### YOUR TASK
Extract the records below word for word and ignore the images.

==== SUPPLIED RECORDS ====

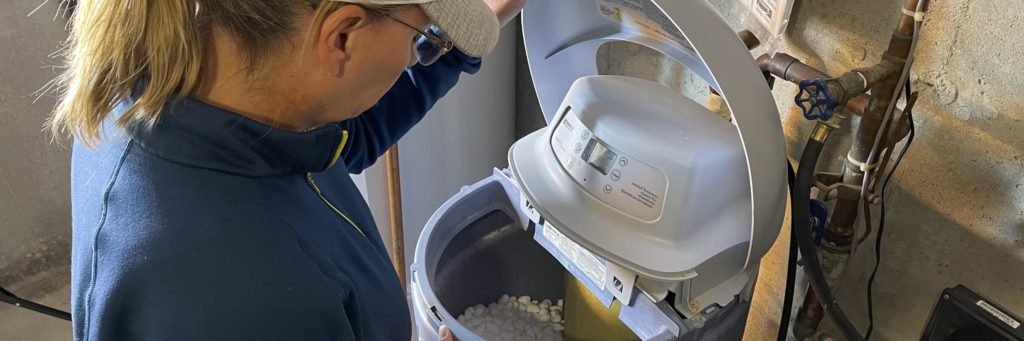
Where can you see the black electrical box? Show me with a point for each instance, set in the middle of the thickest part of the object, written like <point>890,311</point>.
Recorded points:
<point>962,314</point>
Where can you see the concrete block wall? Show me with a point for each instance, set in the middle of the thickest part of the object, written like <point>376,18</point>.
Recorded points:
<point>35,208</point>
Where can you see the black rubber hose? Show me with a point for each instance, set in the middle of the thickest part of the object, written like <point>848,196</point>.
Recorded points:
<point>7,297</point>
<point>802,228</point>
<point>791,269</point>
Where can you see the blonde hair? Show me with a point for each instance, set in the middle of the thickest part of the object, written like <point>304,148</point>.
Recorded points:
<point>116,44</point>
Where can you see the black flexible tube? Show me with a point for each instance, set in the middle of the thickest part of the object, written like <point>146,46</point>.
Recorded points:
<point>8,297</point>
<point>802,227</point>
<point>791,269</point>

====

### COMPLETED EXERCISE
Where can you see the black electrical box? Show me with a point for each instance, set in the middle of the thickest part of the object, written like <point>890,311</point>.
Recorded points:
<point>962,314</point>
Where can you see the concrete block wall? Show me with a point for each instance, set in the middle of the thickest part of the object, written like <point>376,18</point>.
Recorded points:
<point>35,208</point>
Where can you see the black rubber hose? Show me with a point for each instance, set in the middle of the thickest part of the object, written like <point>848,196</point>.
Recorded points:
<point>7,297</point>
<point>802,228</point>
<point>791,269</point>
Where can you see the blonde hair? Show me with a point for each instance, set in the middle of the thickest part of the object, written like <point>304,148</point>.
Recorded points:
<point>116,44</point>
Where can you see the black flexible tube? Show me with a point for each instance, set in the middle of the thickest part of the object, written like <point>146,46</point>.
Recorded points:
<point>8,297</point>
<point>802,227</point>
<point>791,269</point>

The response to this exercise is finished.